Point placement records
************
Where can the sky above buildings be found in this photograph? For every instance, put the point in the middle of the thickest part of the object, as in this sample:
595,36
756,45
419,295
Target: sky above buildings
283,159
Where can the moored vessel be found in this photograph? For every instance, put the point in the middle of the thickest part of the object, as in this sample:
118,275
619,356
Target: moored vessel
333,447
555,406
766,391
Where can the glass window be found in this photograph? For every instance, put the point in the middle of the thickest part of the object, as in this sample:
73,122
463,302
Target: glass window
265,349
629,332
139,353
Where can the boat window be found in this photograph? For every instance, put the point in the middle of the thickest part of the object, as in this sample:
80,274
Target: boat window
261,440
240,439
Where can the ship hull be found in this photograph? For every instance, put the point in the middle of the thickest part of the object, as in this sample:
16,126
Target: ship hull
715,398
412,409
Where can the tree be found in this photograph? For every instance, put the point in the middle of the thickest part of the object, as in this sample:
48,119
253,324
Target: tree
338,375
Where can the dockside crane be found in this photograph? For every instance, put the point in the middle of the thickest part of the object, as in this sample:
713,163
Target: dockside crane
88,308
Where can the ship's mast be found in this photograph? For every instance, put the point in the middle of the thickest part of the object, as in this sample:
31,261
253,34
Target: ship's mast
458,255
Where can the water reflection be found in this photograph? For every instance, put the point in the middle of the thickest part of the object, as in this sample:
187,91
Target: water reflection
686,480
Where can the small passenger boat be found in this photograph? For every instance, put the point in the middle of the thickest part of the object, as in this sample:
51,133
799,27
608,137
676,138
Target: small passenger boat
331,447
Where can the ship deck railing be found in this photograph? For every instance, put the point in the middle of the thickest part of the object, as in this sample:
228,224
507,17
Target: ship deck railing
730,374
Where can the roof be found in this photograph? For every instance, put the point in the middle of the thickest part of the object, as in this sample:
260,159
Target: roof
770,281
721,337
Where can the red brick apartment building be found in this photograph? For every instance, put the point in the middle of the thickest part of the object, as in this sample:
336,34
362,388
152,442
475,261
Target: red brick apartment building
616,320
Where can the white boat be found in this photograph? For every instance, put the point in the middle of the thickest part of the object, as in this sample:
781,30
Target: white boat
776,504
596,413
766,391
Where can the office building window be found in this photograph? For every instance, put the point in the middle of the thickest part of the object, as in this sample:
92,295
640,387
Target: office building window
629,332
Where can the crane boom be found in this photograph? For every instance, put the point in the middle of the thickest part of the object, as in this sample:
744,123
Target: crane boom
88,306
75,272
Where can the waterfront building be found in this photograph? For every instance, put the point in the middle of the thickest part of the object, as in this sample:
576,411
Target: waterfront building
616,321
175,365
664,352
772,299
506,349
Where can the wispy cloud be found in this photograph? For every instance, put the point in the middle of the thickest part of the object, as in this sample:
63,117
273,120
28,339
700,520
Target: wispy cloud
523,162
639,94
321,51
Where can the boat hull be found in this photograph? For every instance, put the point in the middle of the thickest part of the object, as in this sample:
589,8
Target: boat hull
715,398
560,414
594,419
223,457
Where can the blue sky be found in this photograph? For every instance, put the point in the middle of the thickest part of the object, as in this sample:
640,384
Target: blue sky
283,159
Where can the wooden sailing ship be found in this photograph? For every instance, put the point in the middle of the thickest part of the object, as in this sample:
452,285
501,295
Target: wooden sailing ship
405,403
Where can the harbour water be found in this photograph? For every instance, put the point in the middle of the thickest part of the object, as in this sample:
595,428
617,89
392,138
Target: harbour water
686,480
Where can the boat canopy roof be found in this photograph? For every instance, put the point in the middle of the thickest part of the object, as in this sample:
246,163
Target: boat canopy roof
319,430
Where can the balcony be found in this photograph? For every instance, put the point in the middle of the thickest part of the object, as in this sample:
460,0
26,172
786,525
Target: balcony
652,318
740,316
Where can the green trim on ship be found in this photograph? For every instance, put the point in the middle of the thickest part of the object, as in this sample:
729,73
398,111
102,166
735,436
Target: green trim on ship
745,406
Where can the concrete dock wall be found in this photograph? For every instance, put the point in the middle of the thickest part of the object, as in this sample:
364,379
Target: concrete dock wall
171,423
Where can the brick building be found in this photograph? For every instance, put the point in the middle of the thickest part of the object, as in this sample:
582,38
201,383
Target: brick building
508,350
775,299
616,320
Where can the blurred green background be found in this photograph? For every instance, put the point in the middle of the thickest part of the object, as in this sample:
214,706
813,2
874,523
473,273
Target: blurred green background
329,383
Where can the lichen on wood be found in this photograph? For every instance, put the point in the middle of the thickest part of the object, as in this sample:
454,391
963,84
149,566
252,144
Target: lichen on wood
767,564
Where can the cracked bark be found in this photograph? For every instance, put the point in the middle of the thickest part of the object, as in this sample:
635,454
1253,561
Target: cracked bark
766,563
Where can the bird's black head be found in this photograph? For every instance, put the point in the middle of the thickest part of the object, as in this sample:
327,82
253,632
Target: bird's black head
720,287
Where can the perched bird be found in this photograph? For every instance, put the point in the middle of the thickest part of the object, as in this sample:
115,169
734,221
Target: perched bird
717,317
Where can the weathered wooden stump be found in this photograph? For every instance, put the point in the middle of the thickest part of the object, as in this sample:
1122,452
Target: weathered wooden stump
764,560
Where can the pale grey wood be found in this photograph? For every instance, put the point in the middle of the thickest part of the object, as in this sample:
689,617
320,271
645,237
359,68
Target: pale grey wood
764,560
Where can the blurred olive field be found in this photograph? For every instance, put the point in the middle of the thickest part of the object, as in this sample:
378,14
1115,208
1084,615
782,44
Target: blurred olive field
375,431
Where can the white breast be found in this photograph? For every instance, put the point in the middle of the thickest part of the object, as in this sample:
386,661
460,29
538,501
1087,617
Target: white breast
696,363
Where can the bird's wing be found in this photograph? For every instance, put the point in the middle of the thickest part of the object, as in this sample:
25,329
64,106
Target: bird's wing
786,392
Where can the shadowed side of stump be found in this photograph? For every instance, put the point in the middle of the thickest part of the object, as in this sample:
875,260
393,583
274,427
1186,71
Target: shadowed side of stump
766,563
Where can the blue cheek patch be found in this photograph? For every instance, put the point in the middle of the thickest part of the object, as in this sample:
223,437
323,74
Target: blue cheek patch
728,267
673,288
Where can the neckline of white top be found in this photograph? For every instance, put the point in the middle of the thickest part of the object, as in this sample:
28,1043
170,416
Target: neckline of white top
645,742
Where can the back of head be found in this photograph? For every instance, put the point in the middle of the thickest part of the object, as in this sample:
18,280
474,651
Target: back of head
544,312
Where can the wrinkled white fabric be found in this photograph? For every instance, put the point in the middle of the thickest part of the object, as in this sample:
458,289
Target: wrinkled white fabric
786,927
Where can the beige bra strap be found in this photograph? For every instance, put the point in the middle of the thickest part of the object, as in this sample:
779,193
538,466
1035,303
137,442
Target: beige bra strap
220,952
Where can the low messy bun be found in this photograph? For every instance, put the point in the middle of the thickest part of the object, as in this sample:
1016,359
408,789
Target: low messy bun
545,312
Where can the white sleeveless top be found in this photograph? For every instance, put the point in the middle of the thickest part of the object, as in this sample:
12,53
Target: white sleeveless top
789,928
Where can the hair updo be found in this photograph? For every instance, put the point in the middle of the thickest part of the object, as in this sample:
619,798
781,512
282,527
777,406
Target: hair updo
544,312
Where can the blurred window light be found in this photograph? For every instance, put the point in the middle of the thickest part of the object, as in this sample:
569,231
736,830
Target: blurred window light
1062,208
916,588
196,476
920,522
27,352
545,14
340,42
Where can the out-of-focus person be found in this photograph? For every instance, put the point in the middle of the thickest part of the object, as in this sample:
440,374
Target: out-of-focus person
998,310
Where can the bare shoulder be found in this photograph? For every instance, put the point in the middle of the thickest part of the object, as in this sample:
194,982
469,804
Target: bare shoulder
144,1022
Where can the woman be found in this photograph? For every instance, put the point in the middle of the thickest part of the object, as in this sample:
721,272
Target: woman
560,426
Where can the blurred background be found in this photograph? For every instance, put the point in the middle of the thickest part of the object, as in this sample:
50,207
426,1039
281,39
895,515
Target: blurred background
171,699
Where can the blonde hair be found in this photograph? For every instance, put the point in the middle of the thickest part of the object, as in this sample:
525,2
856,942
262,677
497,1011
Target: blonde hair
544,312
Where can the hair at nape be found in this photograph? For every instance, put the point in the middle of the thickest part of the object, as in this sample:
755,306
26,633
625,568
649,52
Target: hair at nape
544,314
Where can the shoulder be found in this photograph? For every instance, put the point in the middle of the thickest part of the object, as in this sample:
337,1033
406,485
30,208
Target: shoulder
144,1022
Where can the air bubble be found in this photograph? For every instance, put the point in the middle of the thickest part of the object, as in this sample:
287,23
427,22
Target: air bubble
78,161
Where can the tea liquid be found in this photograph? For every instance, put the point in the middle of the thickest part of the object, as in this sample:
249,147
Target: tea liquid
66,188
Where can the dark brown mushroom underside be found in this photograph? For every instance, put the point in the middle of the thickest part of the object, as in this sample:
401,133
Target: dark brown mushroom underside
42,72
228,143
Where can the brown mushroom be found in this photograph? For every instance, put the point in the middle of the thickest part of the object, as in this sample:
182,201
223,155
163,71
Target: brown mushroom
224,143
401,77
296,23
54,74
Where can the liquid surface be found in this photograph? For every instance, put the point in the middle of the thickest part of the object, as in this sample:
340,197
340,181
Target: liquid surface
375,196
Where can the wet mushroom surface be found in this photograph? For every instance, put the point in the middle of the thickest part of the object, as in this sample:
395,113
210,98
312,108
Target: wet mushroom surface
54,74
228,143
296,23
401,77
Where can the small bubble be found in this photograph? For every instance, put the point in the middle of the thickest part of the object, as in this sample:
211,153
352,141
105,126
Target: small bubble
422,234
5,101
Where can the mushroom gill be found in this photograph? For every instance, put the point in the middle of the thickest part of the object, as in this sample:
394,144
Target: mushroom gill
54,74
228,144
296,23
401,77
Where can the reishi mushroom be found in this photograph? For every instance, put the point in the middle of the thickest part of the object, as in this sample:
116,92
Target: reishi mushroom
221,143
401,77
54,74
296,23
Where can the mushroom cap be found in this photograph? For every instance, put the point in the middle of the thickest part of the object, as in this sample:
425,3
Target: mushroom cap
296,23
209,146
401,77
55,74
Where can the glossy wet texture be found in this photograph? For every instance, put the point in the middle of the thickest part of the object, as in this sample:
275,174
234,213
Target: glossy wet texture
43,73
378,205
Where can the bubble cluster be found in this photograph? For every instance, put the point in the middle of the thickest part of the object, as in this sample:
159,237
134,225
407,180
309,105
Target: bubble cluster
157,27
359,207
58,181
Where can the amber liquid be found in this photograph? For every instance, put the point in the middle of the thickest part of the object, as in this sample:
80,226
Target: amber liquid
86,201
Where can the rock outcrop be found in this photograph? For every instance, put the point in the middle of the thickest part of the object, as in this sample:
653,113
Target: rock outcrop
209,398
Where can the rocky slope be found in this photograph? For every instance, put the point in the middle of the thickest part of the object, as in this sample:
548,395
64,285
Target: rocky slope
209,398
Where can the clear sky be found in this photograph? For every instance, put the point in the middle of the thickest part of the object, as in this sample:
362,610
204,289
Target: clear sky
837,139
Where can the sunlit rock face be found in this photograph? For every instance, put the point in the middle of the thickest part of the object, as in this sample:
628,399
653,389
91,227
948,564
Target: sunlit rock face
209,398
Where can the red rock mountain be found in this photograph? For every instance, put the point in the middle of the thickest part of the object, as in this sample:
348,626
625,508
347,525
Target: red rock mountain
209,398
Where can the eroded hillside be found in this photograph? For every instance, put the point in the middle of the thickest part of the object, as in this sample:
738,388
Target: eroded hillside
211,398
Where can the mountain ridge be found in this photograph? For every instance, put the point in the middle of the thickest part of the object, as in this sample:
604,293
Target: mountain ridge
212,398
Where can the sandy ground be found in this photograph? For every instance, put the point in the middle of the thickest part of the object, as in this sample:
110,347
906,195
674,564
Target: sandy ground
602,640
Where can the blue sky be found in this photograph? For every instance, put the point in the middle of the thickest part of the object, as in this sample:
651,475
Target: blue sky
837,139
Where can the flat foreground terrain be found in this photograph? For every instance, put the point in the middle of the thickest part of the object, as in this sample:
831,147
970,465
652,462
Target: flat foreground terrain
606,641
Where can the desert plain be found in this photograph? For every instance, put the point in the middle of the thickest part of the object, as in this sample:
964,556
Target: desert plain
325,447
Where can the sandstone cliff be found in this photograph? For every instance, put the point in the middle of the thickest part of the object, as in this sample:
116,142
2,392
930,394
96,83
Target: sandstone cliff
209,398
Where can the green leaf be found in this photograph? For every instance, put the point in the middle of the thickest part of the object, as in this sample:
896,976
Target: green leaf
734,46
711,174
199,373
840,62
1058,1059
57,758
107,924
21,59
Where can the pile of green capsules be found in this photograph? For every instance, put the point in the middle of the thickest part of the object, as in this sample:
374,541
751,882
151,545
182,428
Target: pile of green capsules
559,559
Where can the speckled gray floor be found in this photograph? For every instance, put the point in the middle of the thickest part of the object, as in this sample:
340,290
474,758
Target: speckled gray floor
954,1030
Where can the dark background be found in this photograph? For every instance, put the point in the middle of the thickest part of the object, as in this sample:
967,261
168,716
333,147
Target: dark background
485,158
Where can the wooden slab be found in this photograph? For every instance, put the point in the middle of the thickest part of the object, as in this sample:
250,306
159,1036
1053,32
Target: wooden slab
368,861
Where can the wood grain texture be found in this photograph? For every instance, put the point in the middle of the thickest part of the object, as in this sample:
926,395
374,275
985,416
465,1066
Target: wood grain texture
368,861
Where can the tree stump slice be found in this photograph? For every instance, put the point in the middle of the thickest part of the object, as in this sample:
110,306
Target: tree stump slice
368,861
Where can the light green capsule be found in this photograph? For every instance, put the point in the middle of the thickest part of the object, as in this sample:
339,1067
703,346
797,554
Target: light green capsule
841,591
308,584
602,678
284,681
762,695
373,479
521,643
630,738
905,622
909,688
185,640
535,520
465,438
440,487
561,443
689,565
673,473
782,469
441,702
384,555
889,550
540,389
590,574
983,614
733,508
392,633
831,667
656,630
************
_Task description:_ Reproduce the listing above exactly from the line containing "Where can the sandstone" through its last line, with both of those lines included.

_Worked solution:_
Where can the sandstone cliff be found in this photograph? For every instance, put the point in the middle of the thickest part of the object, as in this sample:
116,142
2,392
930,394
96,83
Target: sandstone cliff
209,398
Where can the green leaf be found in this photograph? For every instance, put the point in the middle of the thickest part of the object, as in this sample:
896,976
Target: green leaf
734,46
711,174
199,373
840,62
1058,1059
57,758
107,924
21,59
Where can the pile of green capsules be found in this photograph? For every instance, put the point in the middle of the thickest part of the object, as in this sample:
374,541
751,882
151,545
182,428
Target: pile of green capsules
559,559
Where can the speckled gray floor be found in this photograph? For every instance, put the point in the middle of the thickest part of the object, as in this sample:
340,290
474,758
Target: speckled gray floor
954,1030
Where can the dark background be found in this photograph? For every instance, put the point in the middle of the thickest part of the object, as in this sample:
967,261
168,716
333,147
Target: dark background
485,158
Where can the wooden slab be found in this photograph? For every instance, put the point in the middle of the thickest part of the object, as in this sample:
250,306
159,1036
1053,32
Target: wooden slab
368,861
Where can the wood grain texture be found in this photograph? For every instance, put the point in the middle of the thickest part of the object, as in this sample:
926,395
374,275
985,416
465,1066
Target: wood grain texture
368,861
Where can the tree stump slice be found in this photograph? For every instance, put the point in the middle of the thickest part of the object, as in this sample:
110,306
Target: tree stump slice
368,861
Where can the light green capsule be found in this photograph? For every instance, put the point in the middle of the thickest part of the object, as in this sample:
339,1067
703,346
797,554
Target: light green capsule
841,591
308,584
602,678
284,681
762,695
373,479
521,643
630,738
905,622
909,688
185,640
535,520
465,438
440,487
561,443
689,565
673,473
782,469
441,702
384,555
889,550
540,389
590,574
983,614
733,508
392,633
831,667
656,630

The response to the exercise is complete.